## START

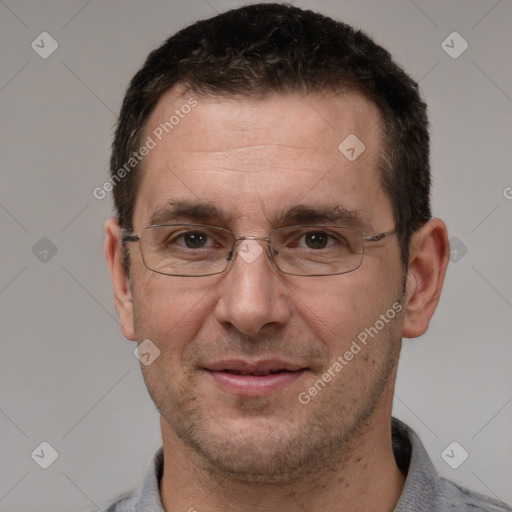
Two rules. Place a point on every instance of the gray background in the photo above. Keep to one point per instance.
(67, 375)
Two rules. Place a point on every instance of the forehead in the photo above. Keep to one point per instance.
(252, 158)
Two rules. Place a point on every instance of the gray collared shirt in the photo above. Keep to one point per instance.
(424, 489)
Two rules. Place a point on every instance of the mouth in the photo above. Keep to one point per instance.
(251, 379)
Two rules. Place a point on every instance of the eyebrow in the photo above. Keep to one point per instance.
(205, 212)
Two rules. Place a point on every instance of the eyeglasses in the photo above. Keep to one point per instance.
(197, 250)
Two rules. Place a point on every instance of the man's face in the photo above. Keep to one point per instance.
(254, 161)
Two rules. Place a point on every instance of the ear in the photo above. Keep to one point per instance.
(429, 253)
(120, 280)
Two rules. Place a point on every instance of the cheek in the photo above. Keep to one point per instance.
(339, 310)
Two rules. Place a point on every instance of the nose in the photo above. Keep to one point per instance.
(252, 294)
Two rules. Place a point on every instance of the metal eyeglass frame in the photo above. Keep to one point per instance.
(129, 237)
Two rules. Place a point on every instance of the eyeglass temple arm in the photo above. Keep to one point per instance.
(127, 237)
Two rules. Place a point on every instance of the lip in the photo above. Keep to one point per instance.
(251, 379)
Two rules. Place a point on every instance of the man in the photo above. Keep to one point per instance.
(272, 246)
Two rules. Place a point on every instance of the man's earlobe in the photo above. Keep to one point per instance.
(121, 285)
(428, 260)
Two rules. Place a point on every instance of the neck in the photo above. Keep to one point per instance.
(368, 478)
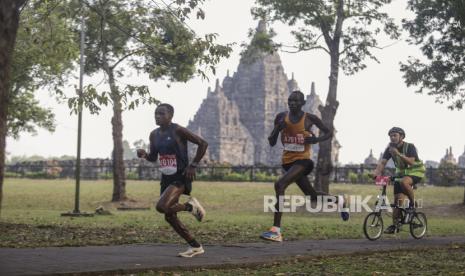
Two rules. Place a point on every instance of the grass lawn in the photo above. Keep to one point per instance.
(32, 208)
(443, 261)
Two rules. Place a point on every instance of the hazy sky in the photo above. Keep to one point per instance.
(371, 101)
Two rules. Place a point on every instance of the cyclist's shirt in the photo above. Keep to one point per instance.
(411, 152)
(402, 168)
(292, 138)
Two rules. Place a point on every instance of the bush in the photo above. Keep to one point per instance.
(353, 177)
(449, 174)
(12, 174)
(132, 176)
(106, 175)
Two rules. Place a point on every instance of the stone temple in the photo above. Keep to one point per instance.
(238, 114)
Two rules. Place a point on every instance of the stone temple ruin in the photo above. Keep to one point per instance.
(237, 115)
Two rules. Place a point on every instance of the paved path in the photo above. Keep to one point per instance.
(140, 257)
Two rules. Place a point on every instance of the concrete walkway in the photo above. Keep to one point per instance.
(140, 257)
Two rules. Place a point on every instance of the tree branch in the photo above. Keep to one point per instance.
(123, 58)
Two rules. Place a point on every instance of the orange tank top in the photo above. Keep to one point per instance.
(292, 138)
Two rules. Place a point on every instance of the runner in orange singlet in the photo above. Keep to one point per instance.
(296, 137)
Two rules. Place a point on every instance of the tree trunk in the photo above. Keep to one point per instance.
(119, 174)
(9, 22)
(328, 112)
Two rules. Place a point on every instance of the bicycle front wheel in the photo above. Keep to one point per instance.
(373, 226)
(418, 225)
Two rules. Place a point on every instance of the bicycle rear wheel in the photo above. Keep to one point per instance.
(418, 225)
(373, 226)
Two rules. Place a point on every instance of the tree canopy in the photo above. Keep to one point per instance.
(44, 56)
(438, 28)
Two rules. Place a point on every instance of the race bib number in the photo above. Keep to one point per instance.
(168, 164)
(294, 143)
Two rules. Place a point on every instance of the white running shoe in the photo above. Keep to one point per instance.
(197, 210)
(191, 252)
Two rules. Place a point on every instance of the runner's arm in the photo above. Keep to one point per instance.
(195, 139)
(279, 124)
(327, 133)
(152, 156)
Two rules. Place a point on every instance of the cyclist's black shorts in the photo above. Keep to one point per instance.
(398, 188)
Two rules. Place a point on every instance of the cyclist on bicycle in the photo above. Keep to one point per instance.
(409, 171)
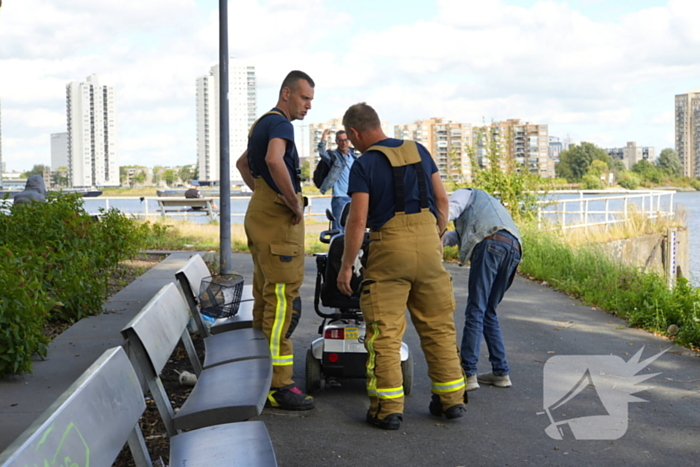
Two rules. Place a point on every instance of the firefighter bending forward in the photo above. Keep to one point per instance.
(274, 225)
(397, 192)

## END

From the listing above, print every entry precisely and drop the pictures.

Two rules. Place a point on every instance of the gray background in the photo above. Keep to one point per instance.
(67, 375)
Two rules. Place a point on every instance of the forehead in the photo above. Keep to one point per instance.
(252, 158)
Two rules. Place a point on every instance of the gray collared shirt in the photo above. Keep to one point per instance.
(424, 489)
Two rules. Place a point on every instance of the mouth in the photo above. Keep to one point per instance.
(251, 379)
Two rules. Place a point on every instance of the eyebrow in the photo above. Keep to one point per instance.
(205, 212)
Two rules. Place a point on every instance of the eyeglasses in the photo above. Keep to one point per instance.
(197, 250)
Two rules. Place a point on every instance of the man's face in the photo above. Keep to one point per instance.
(254, 161)
Two rules. Place a point on every instance of the ear in the photo above. Keep to one point per instance.
(429, 253)
(120, 280)
Two rules. Place a point on every instance of the cheek in the photo above. Keep to one point per instance.
(339, 310)
Two rules. Place a point on every instance of the nose in the photo above. Keep to one point per instance.
(252, 294)
Two rules. Place a point on every instance of the metal eyeglass frame in the photo above. Keep to one point per instance.
(129, 237)
Two rules. Place a point on every instance of the eyeglass temple arm in the photo above. Keep to one point per instance.
(127, 237)
Two rules. Place a point on every instance of the lip in the photo above. Keep to one point per instance.
(251, 379)
Two rules. Place a point on every instance of the man in the photo above. Keep to one point per instance.
(272, 246)
Two rules. Place a point on every instance of the man's earlobe in the photo above. Keep to one point per instance.
(121, 285)
(428, 260)
Two rules. Place a point on every instance of the neck in the photo above. Keep to one point per instance.
(368, 478)
Two rules. Place a point on every instance of the grass lawn in the photo above. Keep to one point per instance.
(32, 208)
(443, 261)
Two rules. Place a point on every instance of the hazy sky in the photo above. Keep to one point per instance.
(371, 101)
Two rules. Place a point on every instance of the cyclist's shirt in the photo above. Keep to one point per instance.
(411, 152)
(402, 168)
(292, 138)
Two rules. Place a point on every instance of the bush in the photo above. Keep to one point per instance.
(353, 177)
(449, 174)
(12, 174)
(132, 176)
(106, 175)
Two rules. Place a point on every instance of the stone temple in the photo above. Keep to one point per instance.
(238, 114)
Two rules. Place a point on every instance of the stone temple ruin in the photo above. Keep to one point per instance.
(237, 115)
Two rules. Place a point on every instance of the paved path in the photo above. Keep to one point per instance.
(140, 257)
Two rules. Place a point on every instance of the concrete walkway in the photo above. Keep to one point per instance.
(140, 257)
Two rules. Place a point on every instance of the tree branch in the photo above. Keep to one point per instance.
(123, 58)
Two rules. Place a point on every instance of the orange tank top in the photo above. Keep to one point per instance.
(292, 138)
Two rules. Place a point on every instance of the runner in orange singlet in the photo above. Keep to one point per instance.
(296, 137)
Two rules. Place a point on every instance of the tree trunk in the photo above. Keep to one point per instance.
(119, 174)
(9, 22)
(328, 112)
Two rules. Place a point on every instance of the bicycle front wheel in the photo above. Keep to one point per instance.
(373, 226)
(418, 225)
Two rules. Place a point on every instance of the bicycle rear wheel in the photo above. Keep to one point per instance.
(418, 225)
(373, 226)
Two rules. Place a point on every instance of the tree canopy in the photo above. Keep to one point per instance.
(44, 56)
(438, 28)
Two rules. Place a point on every instance of the race bib number in the photo above. Keep to one point per instance.
(168, 164)
(294, 143)
Two rules. Place a point on every instance of the white running shoe in the photo above. Keep to one point per instance.
(197, 210)
(191, 252)
Two rules. Place a point on every instance of the runner's arm in the photo above. Keep to one point per instance.
(195, 139)
(279, 124)
(327, 133)
(152, 156)
Two rules. Place a point on every instance of the cyclist's black shorts in the photo above. Keep to one point per instance.
(398, 188)
Two rules. Place a point on every instance of the cyclist on bicycle in the photo above. Keep to one point per instance.
(409, 171)
Two rules. Place a point on every instance of the firefighter bending forward in the photo above. Keep to one point per instance.
(274, 225)
(397, 192)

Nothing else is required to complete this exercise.